__WRITTEN PROBLEM 1__:
Extract from the rows below every line that contains the word "cliff", and copy each line unchanged.

__EXCERPTED TEXT__:
Therefore I used the following, but it still results in an error
message:
Anova(lm(cbind(A, B, C, D, E) ~ factor(rownames(mat)),
data=as.data.frame(mat)), univariate=TRUE, multivariate=F) Error in
linearHypothesis.mlm(mod, hyp.matrix.2, SSPE = SSPE, V = V, ...) :
The error SSP matrix is apparently of deficient rank = 0 < 5
Any suggestions ?
Thanks
Vickie
I think I am still missing some important clues here. Is it because
the feww
From: jfox at mcmaster.ca
To: isvik at live.com
CC: r-help at r-project.org
Subject: RE: [R] dropterm in MANOVA for MLM objects
Date: Wed, 8 Feb 2012 17:01:34 -0500
Dear Vicki,
I think that the Anova() function in the car package will do what
you
want (and will also properly handle models with more structure, such
as interactions).
Best,
John
--------------------------------
John Fox
Senator William McMaster
Professor of Social Statistics
Department of Sociology
McMaster University
Hamilton, Ontario, Canada
-----Original Message-----
From: r-help-bounces at r-project.org [mailto:r-help-bounces at r-
project.org] On Behalf Of Vickie S
Sent: February-08-12 3:57 PM
To: r-help at r-project.org
Subject: [R] dropterm in MANOVA for MLM objects
Dear R fans,
I have got a difficult sounding problem.

__DATA TO USE__:

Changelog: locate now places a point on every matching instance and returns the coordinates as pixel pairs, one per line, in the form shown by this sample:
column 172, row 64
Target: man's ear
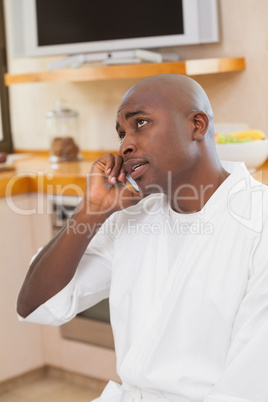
column 201, row 123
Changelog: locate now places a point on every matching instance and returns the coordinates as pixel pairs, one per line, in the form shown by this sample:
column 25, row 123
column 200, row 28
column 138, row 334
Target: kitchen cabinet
column 21, row 348
column 96, row 72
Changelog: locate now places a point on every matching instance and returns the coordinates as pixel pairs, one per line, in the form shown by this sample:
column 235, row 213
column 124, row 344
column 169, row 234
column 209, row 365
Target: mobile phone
column 132, row 182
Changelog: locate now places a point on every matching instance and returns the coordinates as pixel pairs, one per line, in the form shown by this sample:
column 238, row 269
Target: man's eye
column 141, row 123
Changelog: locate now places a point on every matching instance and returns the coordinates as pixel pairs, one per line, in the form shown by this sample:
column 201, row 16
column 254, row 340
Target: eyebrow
column 130, row 115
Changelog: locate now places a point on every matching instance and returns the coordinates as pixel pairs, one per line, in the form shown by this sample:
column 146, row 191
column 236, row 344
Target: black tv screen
column 78, row 21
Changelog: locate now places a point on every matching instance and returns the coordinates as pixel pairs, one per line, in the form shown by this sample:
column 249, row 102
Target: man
column 183, row 260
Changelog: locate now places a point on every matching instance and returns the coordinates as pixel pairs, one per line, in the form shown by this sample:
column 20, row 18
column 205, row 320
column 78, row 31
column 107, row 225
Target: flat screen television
column 69, row 27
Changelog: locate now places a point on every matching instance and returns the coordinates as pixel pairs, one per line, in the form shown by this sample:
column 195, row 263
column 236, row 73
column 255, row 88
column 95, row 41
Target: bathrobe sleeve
column 89, row 285
column 245, row 378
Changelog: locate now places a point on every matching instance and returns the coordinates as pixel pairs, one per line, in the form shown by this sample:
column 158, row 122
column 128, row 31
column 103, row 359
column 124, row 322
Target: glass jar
column 62, row 125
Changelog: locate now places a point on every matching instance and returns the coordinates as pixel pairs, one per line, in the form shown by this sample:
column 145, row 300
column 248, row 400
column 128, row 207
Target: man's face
column 155, row 140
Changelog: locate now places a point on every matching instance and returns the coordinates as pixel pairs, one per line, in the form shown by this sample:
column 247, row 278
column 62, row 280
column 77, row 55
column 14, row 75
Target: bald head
column 176, row 91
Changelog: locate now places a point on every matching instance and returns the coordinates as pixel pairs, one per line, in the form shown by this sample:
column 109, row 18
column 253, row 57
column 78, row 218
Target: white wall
column 26, row 346
column 239, row 97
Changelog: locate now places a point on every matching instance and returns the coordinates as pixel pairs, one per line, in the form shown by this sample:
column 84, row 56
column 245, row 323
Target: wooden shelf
column 100, row 72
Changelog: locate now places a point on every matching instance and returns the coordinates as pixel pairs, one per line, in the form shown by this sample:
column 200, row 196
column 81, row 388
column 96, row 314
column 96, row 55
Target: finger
column 104, row 164
column 117, row 173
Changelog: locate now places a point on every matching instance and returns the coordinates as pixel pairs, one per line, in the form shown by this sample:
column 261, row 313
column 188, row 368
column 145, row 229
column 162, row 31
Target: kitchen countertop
column 34, row 173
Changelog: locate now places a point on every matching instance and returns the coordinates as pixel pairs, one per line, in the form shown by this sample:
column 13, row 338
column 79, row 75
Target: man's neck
column 192, row 195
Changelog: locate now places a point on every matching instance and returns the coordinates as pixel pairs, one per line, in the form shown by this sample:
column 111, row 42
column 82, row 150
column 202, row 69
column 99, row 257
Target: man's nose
column 127, row 147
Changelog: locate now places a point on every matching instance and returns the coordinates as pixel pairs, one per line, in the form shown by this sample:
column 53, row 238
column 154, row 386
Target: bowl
column 252, row 153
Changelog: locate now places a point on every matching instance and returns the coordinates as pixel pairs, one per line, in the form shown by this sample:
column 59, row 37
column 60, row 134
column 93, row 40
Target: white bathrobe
column 188, row 296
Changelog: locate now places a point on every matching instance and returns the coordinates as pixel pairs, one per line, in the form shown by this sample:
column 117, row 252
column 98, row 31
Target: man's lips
column 135, row 167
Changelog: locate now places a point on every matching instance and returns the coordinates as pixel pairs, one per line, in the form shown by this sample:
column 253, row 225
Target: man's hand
column 105, row 191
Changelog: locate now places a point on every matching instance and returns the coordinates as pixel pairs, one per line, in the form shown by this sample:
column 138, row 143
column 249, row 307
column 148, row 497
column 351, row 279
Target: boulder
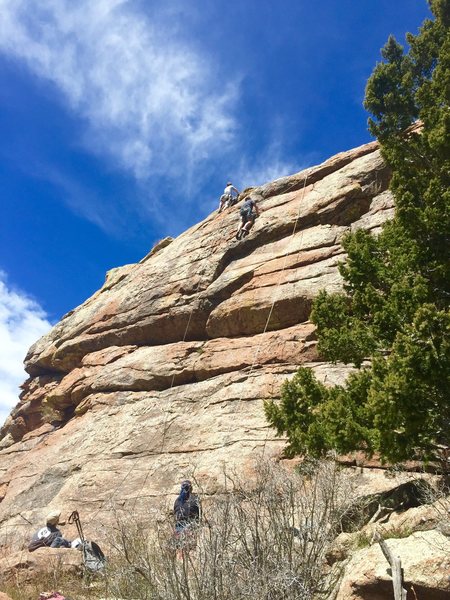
column 425, row 560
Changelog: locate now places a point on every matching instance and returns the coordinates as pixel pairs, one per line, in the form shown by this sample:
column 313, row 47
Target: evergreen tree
column 394, row 309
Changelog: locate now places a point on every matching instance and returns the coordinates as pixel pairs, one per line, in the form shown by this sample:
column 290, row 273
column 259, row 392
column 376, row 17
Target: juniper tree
column 394, row 309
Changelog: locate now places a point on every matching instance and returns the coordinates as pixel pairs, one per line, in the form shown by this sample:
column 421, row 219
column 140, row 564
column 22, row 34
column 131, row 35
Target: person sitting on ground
column 230, row 196
column 186, row 508
column 49, row 536
column 248, row 211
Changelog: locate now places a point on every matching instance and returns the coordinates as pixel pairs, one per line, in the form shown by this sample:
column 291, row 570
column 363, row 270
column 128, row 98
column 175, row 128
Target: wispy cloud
column 22, row 322
column 150, row 100
column 269, row 165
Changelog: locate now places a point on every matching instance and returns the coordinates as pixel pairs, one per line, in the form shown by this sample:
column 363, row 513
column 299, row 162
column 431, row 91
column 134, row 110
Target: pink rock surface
column 162, row 373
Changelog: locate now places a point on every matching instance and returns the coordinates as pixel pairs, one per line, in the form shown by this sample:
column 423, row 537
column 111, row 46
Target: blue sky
column 121, row 121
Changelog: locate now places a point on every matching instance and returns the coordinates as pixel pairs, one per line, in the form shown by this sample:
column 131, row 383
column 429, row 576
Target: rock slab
column 162, row 373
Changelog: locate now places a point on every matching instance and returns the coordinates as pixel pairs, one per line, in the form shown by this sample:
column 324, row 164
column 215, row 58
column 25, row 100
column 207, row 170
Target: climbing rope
column 269, row 316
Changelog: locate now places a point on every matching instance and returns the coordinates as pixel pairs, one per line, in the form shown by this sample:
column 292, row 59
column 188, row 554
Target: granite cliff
column 163, row 371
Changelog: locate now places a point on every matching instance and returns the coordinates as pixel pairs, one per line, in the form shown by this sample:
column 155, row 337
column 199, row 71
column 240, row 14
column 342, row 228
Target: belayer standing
column 248, row 211
column 229, row 196
column 49, row 536
column 186, row 510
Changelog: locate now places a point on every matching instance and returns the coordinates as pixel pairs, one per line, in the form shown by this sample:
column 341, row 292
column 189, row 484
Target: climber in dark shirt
column 186, row 508
column 49, row 536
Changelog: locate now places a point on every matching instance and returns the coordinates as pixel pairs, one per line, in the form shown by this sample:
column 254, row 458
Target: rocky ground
column 162, row 373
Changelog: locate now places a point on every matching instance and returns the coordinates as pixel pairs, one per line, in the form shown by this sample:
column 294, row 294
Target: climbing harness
column 94, row 560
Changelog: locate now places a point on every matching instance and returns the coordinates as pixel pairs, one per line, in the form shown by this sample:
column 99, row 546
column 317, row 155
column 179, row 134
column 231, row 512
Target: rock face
column 161, row 374
column 425, row 563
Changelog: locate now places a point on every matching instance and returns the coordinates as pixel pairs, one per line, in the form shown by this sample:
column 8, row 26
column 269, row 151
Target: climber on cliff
column 229, row 196
column 248, row 211
column 186, row 510
column 50, row 536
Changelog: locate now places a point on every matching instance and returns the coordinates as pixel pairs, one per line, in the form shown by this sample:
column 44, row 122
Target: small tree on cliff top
column 395, row 305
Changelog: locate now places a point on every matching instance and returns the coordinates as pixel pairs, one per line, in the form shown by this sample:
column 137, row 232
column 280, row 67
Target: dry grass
column 266, row 542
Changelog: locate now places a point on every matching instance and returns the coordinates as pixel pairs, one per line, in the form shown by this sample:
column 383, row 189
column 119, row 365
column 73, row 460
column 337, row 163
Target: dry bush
column 267, row 541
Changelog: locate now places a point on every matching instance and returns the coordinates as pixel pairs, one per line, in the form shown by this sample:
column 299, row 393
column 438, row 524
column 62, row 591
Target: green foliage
column 394, row 310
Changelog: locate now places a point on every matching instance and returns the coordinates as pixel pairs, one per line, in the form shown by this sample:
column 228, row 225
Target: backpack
column 93, row 558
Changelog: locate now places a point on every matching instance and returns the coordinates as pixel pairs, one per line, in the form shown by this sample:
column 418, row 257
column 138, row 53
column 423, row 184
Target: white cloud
column 270, row 165
column 22, row 322
column 151, row 101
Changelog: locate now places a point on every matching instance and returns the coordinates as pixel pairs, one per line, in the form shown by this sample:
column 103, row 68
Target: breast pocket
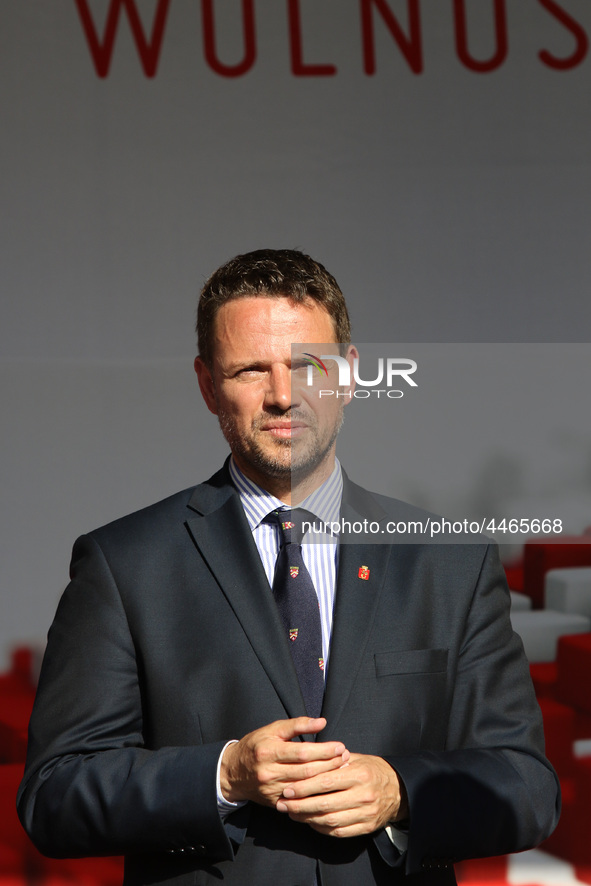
column 411, row 661
column 411, row 690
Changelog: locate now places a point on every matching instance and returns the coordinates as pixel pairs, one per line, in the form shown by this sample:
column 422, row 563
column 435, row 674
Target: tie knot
column 290, row 523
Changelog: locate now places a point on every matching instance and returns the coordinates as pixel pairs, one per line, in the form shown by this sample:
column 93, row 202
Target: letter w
column 149, row 51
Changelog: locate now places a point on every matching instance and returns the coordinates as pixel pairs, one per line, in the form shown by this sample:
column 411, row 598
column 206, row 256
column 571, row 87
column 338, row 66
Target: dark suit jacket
column 167, row 643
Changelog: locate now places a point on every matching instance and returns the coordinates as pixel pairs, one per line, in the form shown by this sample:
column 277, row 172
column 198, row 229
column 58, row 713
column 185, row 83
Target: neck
column 295, row 486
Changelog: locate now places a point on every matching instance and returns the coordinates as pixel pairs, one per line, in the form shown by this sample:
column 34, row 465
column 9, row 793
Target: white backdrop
column 451, row 203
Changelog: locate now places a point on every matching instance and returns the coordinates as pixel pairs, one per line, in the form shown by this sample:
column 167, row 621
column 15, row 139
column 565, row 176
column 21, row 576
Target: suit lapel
column 224, row 539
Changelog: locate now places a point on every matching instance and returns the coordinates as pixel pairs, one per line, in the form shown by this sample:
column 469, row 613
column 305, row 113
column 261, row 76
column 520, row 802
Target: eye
column 250, row 372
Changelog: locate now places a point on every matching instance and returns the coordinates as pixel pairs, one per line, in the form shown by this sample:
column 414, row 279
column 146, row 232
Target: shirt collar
column 324, row 503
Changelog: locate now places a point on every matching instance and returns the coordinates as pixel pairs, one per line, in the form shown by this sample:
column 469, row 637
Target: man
column 172, row 704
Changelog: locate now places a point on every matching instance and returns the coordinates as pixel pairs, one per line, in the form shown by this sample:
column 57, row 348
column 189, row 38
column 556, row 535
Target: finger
column 335, row 779
column 289, row 774
column 319, row 805
column 288, row 729
column 307, row 752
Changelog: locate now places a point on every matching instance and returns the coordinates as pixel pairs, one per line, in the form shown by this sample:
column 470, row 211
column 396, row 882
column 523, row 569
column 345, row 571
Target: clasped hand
column 319, row 783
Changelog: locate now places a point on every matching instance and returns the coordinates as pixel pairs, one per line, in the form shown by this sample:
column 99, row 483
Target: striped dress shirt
column 319, row 550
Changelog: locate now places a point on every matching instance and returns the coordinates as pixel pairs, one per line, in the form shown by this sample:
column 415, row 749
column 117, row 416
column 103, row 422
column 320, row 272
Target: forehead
column 268, row 324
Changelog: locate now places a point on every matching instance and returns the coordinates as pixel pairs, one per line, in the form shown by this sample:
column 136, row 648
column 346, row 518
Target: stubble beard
column 298, row 459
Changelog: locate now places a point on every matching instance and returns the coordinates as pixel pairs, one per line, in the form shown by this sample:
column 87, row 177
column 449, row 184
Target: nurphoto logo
column 390, row 371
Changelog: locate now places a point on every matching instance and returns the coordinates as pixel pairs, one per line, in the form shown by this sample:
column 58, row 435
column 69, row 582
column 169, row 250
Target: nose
column 279, row 393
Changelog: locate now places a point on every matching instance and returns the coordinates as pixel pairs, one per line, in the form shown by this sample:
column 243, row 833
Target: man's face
column 272, row 429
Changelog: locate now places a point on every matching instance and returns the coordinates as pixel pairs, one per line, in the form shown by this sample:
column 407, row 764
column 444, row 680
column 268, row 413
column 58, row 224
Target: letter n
column 411, row 46
column 149, row 50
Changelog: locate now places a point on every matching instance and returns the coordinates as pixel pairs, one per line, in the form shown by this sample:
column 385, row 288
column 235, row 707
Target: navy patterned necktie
column 299, row 609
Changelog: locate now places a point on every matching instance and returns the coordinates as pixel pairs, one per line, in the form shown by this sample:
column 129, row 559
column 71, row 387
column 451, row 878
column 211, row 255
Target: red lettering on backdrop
column 411, row 46
column 298, row 68
column 209, row 42
column 149, row 51
column 582, row 41
column 500, row 55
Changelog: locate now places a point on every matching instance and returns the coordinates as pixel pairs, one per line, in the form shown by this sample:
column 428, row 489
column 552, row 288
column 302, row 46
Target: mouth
column 285, row 430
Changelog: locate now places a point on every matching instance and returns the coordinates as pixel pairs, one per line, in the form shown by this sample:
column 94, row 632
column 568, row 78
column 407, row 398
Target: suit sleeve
column 91, row 786
column 491, row 791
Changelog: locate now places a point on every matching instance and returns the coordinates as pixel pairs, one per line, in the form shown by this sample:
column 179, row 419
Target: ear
column 206, row 385
column 352, row 354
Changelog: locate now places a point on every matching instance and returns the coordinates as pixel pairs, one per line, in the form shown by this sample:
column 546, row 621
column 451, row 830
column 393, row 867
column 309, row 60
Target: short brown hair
column 273, row 273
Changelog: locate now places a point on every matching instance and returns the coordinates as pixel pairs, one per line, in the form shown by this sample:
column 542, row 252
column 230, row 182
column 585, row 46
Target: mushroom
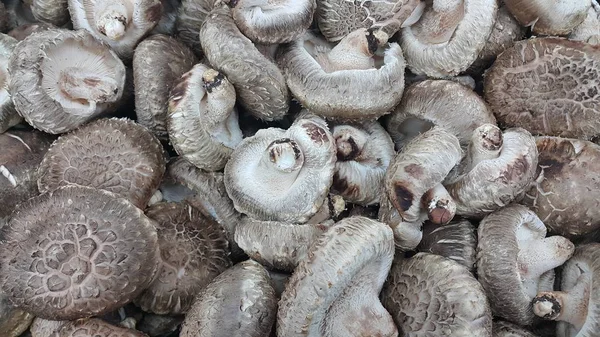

__WRITTEN PROBLEM 2__:
Rewrite the R help thread starting at "Therefore I used" and ending at "Any suggestions ?", changing "suggestions" to "ideas".

__OUTPUT 1__:
Target: granite cliff
Target: climber on cliff
Target: small tree on cliff top

__OUTPUT 2__:
Therefore I used the following, but it still results in an error
message:
Anova(lm(cbind(A, B, C, D, E) ~ factor(rownames(mat)),
data=as.data.frame(mat)), univariate=TRUE, multivariate=F) Error in
linearHypothesis.mlm(mod, hyp.matrix.2, SSPE = SSPE, V = V, ...) :
The error SSP matrix is apparently of deficient rank = 0 < 5
Any ideas ?